§ **EXERCISE GOAL**:
Add -102 to each bounding-box coordinate in everything from the line containing "Final verification step: confirm the presence of woman's white" down to the end of the records. Write out all of those lines in full, leaving every other character unchanged.

§ **SUPPLIED MATERIAL**:
>>>

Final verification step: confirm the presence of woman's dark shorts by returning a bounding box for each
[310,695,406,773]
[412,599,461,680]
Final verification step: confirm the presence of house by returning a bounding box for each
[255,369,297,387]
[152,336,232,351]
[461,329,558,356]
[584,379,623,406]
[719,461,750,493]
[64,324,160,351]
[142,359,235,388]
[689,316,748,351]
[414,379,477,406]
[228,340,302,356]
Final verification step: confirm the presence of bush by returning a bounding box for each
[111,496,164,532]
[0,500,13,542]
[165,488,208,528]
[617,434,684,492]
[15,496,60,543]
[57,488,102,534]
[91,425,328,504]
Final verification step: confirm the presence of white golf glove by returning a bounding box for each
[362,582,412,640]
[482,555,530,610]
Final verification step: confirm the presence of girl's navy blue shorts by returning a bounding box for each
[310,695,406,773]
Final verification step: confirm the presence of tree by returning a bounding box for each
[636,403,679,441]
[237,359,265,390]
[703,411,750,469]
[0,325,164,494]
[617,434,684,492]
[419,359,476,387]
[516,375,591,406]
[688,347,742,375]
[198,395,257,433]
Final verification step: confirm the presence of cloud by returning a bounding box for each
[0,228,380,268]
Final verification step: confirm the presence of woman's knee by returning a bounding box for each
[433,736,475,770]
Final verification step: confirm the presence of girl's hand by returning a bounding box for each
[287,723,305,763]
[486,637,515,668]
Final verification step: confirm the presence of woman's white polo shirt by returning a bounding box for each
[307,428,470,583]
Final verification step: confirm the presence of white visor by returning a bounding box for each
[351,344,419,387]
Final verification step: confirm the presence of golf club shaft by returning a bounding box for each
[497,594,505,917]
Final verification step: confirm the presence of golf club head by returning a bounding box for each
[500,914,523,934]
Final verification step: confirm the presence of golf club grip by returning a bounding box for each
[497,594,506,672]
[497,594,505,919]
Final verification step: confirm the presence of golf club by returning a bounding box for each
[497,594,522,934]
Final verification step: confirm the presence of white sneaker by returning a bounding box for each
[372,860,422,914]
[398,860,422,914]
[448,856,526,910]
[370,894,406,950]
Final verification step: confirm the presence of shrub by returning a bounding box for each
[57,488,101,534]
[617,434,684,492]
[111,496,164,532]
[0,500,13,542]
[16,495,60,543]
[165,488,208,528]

<<<

§ **EXPECTED ANSWER**:
Final verification step: confirm the presence of woman's white polo shirt by returning a bounding box for each
[205,326,368,481]
Final verification step: confirm the presence of white visor by returning a bounding box for each
[249,242,317,285]
Final verification step: confirm the presence of golf club shaft by returning a bounding box for each
[395,492,403,815]
Final verification step: confirm the presence of golf club head by returning a bounding box for each
[398,812,421,832]
Final verification step: confirm the presence of golf club grip by returning a bounding box for each
[395,492,404,570]
[395,492,403,817]
Final verification step: confirm the presence of golf club by returning a bounding box for each
[395,492,420,832]
Final verification step: confirm the presence of white sneaker by returning a bounding box for each
[270,758,320,812]
[296,758,320,812]
[346,754,424,808]
[268,792,304,848]
Final verification step: confirm the presence of shrub by returning a bounding box for each
[-45,386,-1,432]
[515,332,582,390]
[9,394,62,430]
[-102,398,-89,440]
[-86,393,-42,441]
[63,386,106,426]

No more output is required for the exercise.